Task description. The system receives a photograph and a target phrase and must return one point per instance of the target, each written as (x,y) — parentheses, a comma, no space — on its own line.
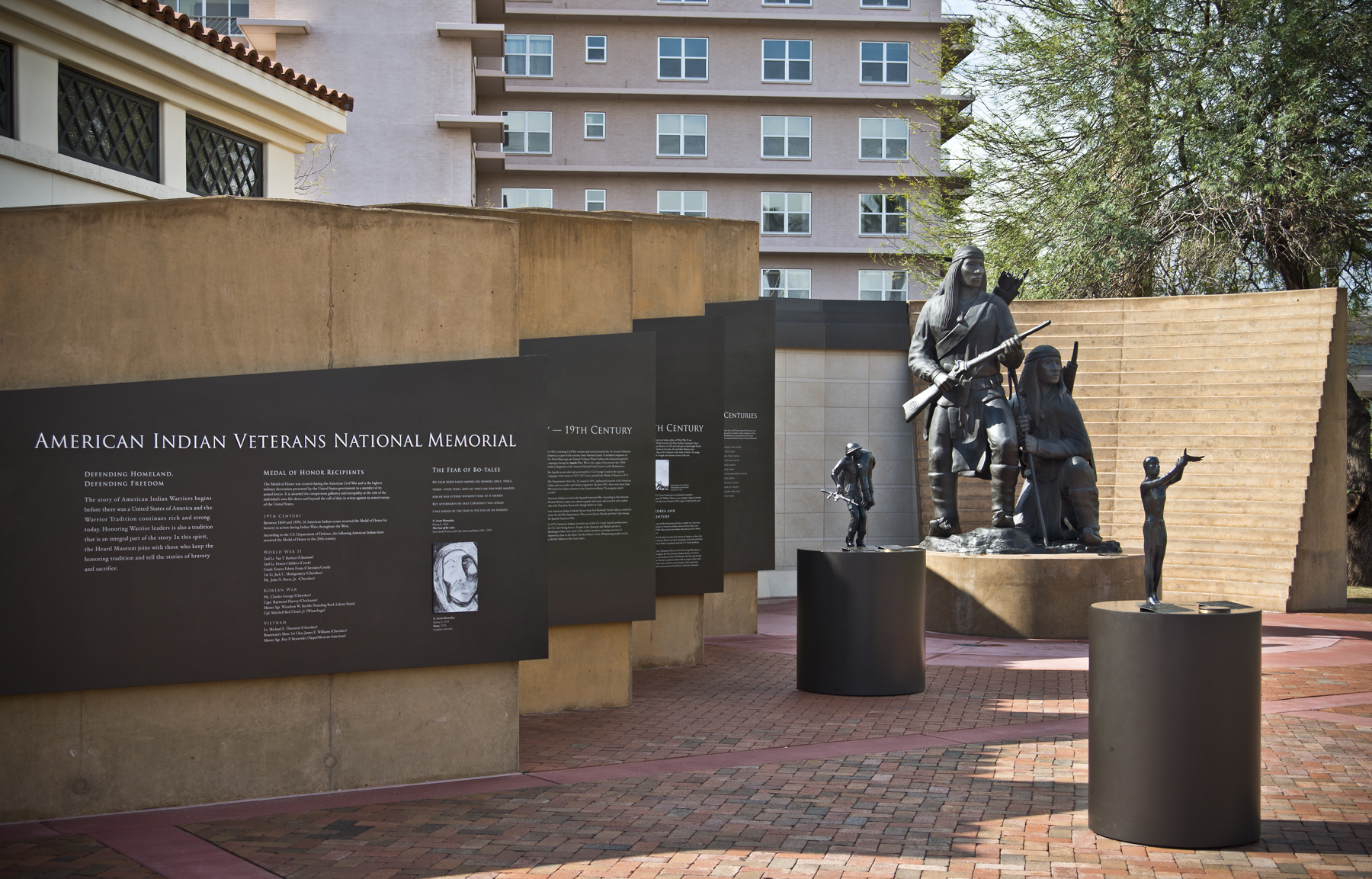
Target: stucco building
(795,115)
(789,114)
(125,101)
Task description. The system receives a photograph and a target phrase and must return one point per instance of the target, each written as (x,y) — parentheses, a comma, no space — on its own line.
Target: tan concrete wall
(1248,380)
(668,265)
(575,269)
(1319,578)
(586,667)
(734,611)
(732,261)
(575,280)
(674,638)
(207,287)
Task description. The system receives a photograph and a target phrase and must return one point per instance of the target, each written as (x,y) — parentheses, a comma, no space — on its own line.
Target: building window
(785,61)
(682,58)
(885,63)
(884,139)
(785,284)
(219,15)
(681,135)
(884,286)
(6,89)
(682,204)
(103,124)
(881,214)
(528,132)
(528,55)
(785,213)
(526,197)
(220,162)
(785,137)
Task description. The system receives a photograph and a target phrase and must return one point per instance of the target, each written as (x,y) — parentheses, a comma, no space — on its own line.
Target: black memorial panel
(688,476)
(601,402)
(279,525)
(749,432)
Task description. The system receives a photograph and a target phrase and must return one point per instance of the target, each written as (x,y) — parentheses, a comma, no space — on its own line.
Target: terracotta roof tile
(250,56)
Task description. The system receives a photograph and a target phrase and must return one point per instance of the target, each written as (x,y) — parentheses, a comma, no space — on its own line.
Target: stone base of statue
(1175,726)
(861,621)
(1020,590)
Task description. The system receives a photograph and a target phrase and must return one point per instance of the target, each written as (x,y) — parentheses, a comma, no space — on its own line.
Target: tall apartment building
(795,114)
(790,114)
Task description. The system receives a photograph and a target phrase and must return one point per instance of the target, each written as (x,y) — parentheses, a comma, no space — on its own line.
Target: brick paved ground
(63,858)
(1010,808)
(741,700)
(986,810)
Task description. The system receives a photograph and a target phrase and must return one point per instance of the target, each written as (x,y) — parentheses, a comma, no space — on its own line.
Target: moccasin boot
(1003,496)
(943,487)
(1085,505)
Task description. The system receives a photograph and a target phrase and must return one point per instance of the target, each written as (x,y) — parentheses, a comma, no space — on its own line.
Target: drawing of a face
(460,576)
(454,578)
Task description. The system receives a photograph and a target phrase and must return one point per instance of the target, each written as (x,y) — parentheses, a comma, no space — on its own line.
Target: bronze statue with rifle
(962,338)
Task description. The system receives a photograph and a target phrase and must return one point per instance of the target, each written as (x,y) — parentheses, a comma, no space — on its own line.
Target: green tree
(1154,147)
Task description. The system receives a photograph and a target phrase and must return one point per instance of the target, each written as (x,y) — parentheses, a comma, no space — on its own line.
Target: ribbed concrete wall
(1253,381)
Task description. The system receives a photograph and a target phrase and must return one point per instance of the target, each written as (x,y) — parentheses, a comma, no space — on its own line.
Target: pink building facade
(792,115)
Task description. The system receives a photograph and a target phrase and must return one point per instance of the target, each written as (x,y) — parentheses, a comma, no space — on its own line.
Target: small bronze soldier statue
(852,475)
(1061,479)
(970,429)
(1154,491)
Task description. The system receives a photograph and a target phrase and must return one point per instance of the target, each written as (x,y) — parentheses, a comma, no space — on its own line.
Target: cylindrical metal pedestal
(861,623)
(1175,714)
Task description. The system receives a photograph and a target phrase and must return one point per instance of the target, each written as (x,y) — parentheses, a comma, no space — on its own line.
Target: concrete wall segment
(575,272)
(205,287)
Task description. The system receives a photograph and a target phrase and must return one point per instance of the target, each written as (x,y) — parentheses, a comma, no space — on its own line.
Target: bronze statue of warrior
(1154,490)
(1063,480)
(852,475)
(970,428)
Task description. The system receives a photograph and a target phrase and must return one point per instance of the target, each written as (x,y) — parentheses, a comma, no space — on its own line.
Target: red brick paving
(986,810)
(63,858)
(977,810)
(742,700)
(1290,683)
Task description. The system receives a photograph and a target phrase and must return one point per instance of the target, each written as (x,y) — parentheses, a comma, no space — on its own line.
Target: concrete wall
(130,293)
(1252,381)
(826,399)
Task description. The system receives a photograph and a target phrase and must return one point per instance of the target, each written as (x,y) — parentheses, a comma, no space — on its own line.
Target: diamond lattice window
(6,89)
(220,162)
(106,125)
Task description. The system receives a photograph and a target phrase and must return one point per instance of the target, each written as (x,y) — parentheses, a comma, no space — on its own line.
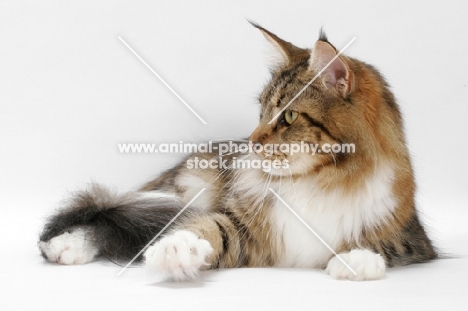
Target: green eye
(290,116)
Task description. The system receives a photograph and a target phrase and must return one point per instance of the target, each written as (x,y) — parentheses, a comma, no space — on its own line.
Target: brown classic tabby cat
(360,203)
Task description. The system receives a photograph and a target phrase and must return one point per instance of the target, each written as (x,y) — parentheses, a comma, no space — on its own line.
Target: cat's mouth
(282,164)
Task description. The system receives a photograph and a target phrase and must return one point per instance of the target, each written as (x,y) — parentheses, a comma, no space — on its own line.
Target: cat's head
(345,112)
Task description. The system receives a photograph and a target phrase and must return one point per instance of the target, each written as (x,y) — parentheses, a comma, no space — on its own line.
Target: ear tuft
(337,75)
(289,52)
(323,35)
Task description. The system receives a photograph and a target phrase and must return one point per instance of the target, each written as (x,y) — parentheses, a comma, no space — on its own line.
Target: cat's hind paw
(179,256)
(367,265)
(69,248)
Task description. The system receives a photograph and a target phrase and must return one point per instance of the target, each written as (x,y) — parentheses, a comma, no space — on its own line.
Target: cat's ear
(337,75)
(288,52)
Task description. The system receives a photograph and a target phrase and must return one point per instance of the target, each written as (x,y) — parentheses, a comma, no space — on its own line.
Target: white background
(70,91)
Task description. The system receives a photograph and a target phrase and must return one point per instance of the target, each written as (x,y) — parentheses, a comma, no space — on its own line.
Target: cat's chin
(294,169)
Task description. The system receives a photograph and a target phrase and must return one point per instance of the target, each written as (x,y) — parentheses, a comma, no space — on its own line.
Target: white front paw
(70,248)
(366,264)
(179,255)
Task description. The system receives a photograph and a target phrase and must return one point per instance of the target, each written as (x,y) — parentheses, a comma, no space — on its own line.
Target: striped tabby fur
(361,204)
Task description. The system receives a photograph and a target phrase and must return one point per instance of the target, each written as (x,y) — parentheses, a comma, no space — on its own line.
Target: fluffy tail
(120,225)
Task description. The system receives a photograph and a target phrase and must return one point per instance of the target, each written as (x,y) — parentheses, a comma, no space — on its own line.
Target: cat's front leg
(180,255)
(366,264)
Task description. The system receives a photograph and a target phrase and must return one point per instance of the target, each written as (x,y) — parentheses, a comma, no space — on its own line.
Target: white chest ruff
(336,217)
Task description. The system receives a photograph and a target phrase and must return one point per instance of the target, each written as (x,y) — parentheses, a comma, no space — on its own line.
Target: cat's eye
(290,116)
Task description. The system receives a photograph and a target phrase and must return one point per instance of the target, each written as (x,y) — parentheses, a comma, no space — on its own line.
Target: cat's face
(318,122)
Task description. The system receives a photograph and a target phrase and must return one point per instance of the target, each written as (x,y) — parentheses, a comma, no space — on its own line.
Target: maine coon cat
(360,203)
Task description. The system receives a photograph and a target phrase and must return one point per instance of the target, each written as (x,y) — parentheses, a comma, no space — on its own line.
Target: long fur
(120,225)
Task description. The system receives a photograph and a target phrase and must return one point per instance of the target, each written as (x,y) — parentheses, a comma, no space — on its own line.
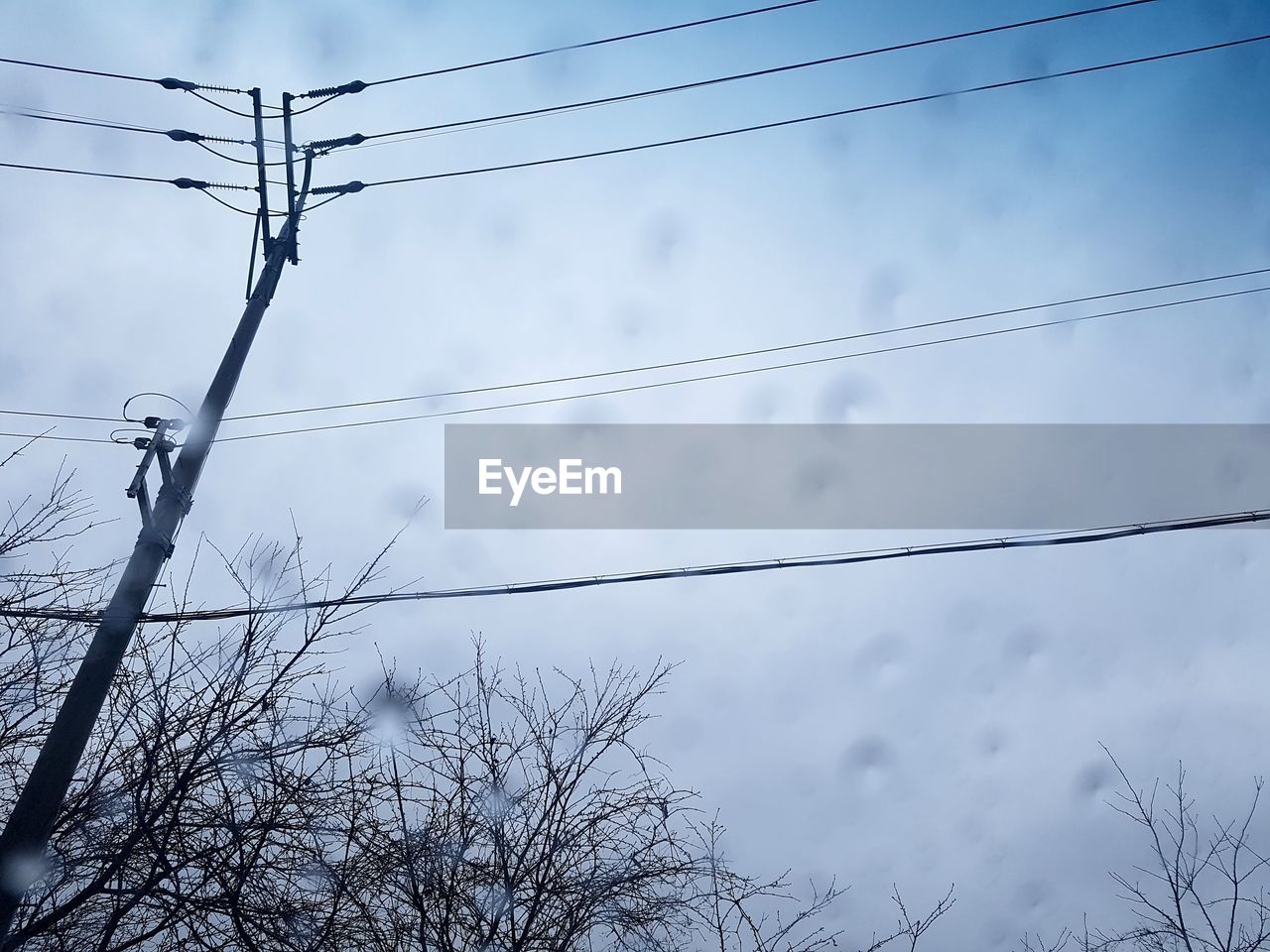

══════════════════════════════

Exercise: Only the text of the entries above is to be given again, exactly, with the pictures left out.

Your response:
Task description. The system receives a photograph and a target phrase and must return one point per instance of the target, each written as (x,y) — parentheses, a comma, no space — on its own line.
Target: stucco building
(795,115)
(789,114)
(125,101)
Task description. The system receives a photograph and a target phrase and must return one point per instance of the target, each written as (x,y) — parentheses, a comma, no space — on its own line.
Target: tan concrete wall
(1248,380)
(668,265)
(575,269)
(1319,578)
(586,667)
(734,611)
(732,261)
(575,280)
(674,638)
(207,287)
Task description. The system receives a photograph and a target phrase and must return one point per instance of the target, each written as (x,y) — parentheses, a comma, no space — on its own line.
Target: building window
(785,61)
(682,58)
(885,63)
(884,139)
(785,284)
(219,15)
(681,135)
(884,286)
(6,89)
(682,204)
(103,124)
(881,214)
(528,132)
(528,55)
(785,213)
(526,197)
(220,162)
(785,137)
Task description. The system receives a photograph and a target phrase and must return one point per instance of the target, each written as (x,y) — parentheses, a comma, no space — on its own line.
Target: black memorial panel
(688,476)
(601,402)
(279,525)
(749,432)
Task description. The system receives a photograph and a target phrase and must return one point per instance of the target, each written as (x,y) — parentheses, a comma, no space — on its own line.
Target: terracotta roof tile
(250,56)
Task description. The system receives a photograph and a target phrase and must return one point per instance of the target, each written as (x,y) — parentheses, a comma, no space — on its own line.
Target: stone base of statue
(1175,726)
(861,621)
(1020,590)
Task description. The system receives a photograph and a target phrase and must return one point per instance of the target, each written as (x,y) — parentheses, a comma, no space — on its own line.
Target: tall apartment building
(795,114)
(790,114)
Task description. The system receives a photograph and a target phrase and must return one point per instance of the target, each written as (x,y) — parentheses, a comma, no space — on its own line.
Target: brick paved ground
(63,858)
(1010,808)
(741,700)
(986,810)
Task description. The system receives a photograph and a target phrase and must return one point per instance of the target, each written as (x,y) — parentheses, a comma, no space — on its own line.
Target: moccasin boot
(1003,496)
(943,487)
(1085,505)
Task description. The system receives a photograph and a target phrase and must return one point per instance of the target, each written as (x,y) — parentheses, a comma, no space — on its own line.
Target: drawing of a face
(460,576)
(454,578)
Task description. The system receives a photograph and a target phrase and must return one point per instance of the target, each written as (x,y) — parentheses, a comma, no space — on its own line.
Target: bronze statue with rifle
(962,338)
Task description. The system receives a photograph and a target phrase and must return one point per instance of the target, each written as (x,y) — parentheses, a comma, no space — on its own line.
Target: green tree
(1154,147)
Task description. The system receives a photograph and a target phrase and must return one point per instance of the target, each written as (x,y) — parentheses, a comma, no space — on its own line.
Target: ribbed concrete wall
(1253,381)
Task description. The system receives a photograph and a target phrase and must return one point per instance of the target, each written as (x,y) — parentheses, a comma, no space — on its own line.
Target: pink building facade
(792,115)
Task description. The system receives a photograph and a target phrase and must return one point per instance of the target, each written as (x,y) — parentheses, a comma, no space — on its own line.
Target: small bronze soldier statue
(852,475)
(1061,479)
(970,429)
(1154,491)
Task description. The system receives a photograph and a target phrase and must return one point per instance of the target, each written as (x,y) — parentheses, a comma, no space — on its own line.
Target: cylindrical metal pedestal
(861,623)
(1175,714)
Task description. The system receives a photograph and a target phrase and must return one point per instance of the target, each written as (x,y) — parentheses, a comma, no space — on its own line.
Target: concrete wall segment
(575,272)
(205,287)
Task description. The system receives a photograph and a target phrase and must return one point per instance of the target, each written as (x,y) — parentheses, a comma, no space — on its own line.
Target: bronze statue of warrior
(1154,490)
(1063,480)
(852,475)
(970,428)
Task description. The system receives a photograph and a target phrase and must return one point per instance of the target, each written as (x,y) — parentheses, a comma, no space — on its own line.
Target: red brick paving
(986,810)
(63,858)
(977,810)
(742,700)
(1290,683)
Task description. The system receives a photograph and a target phrase and must return one point per instance of the target, each written as (x,y) — parentheses, a comma, no space — on its own line.
Target: concrete wall
(130,293)
(1252,381)
(826,399)
Task description. The system receives a photograph and a target phrase and must return one point per instance of the target, each written as (x,y) — parentheses, a comma, no space — on its own line.
Target: diamond lattice window
(6,89)
(220,162)
(106,125)
Task description. The system receives a photograph and a target phrase and must return one point per instance of the target, each written as (x,y) — parentheses, a comma, no space — on its own line.
Target: green eye
(290,116)
Task description. The system receives a photograph and a target phrase and must return one point per instance of the target, each written as (x,y) — parentheses, a comma, no space — on its own line.
Target: brown classic tabby cat
(360,203)
Task description. The system receives a photograph and a target phrase and must return one point per instance of the target, each written as (x,y) — parentheses, a comma, no space — on its own line.
Target: cat's mouth
(282,164)
Task description. The system receives a photograph and a target phrase and must return one point per instance of the target, each written as (x,y) — parentheses, a comma, no space — on its own line.
Target: cat's head
(345,112)
Task description. The system receives a photograph and a target phrase and must return one point per instance of the target, each written as (x,y) — parentheses, a comma, no space — on its own line.
Target: ear tuft
(337,75)
(289,52)
(323,35)
Task description. The system receives a photograph and a target phrase and must return one point per instance of the target, each written as (x,y) — parentheses, a comma, no space — on its own line.
Target: cat's hind paw
(179,256)
(367,265)
(69,248)
Task description. The system receives a photograph and a target phrase and must return one point per instance of the target, each written as (x,y) — parentheses, a comma, no space — on its own line.
Target: cat's ear
(337,75)
(288,52)
Task description. The system receives a photograph and a target phrase and must return one point per instance of the target, each written as (x,y) — parentheses, a comma, no space — on its own line.
Target: white background
(70,91)
Task description. The system receives a photograph and a target phrase and must return one point per instance of the target, each written as (x,y) — parentheses, a comma, no space — on its own line.
Target: cat's chin
(294,169)
Task description. The system receives a photograph and a target phrase and must return one point per instance of the target, each written as (x,y) — parentheses, a comma, no space — on its own line.
Target: white front paw
(70,248)
(366,264)
(179,255)
Task description. The system receives a photograph and a target phrase and must return one point per instance of the target, each written as (x,y) — parentheses, a comma, no space — on its own line.
Target: striped tabby fur
(361,204)
Task description. The system receives a photograph and a target phrase and must return one point per instance of the target, each written as (x,y) — parentheses, a comma, no space — on its own line.
Target: fluffy tail
(120,225)
Task description. The system receives a photograph and a target phrase and must return one point per instance of the target, each written as (x,y) — parentheses, a comma, no space — on its own line.
Target: cat's front leg
(180,255)
(366,264)
Task description. The system receives a photograph and a target phrase and must return one point per instance of the target, each written as (x,y) — parentheses, a comma, no space — on its own line.
Target: white chest ruff
(336,217)
Task description. The system receives a photograph and a target phrase and must return one point per instance of the target, each written as (x,y) — parentheses, a comma, no space — on its own line.
Target: cat's eye
(290,116)
Task description. The system receives a photograph and a target phrase and must return one point per instance of the target, each written as (x,y) — parentheses, a comma, no space — on its own line.
Target: cat's face
(318,122)
Task description. The system receives a photograph and a target phrase and must return one point per instance of the target, each written as (x,y) — parentheses, a comma, no space — on its own line.
Target: maine coon cat
(360,203)
Task description. The system receives a photograph and a target phrase and must return one point per instance of the target, each written as (x,y) — parentheses, a comma, no space — on its own line.
Target: long fur
(120,225)
Task description. The system receives a photograph and a target phrase and must return one point per instance of the target, each written as (x,y) — parentheses, a comma, no space — on its own line.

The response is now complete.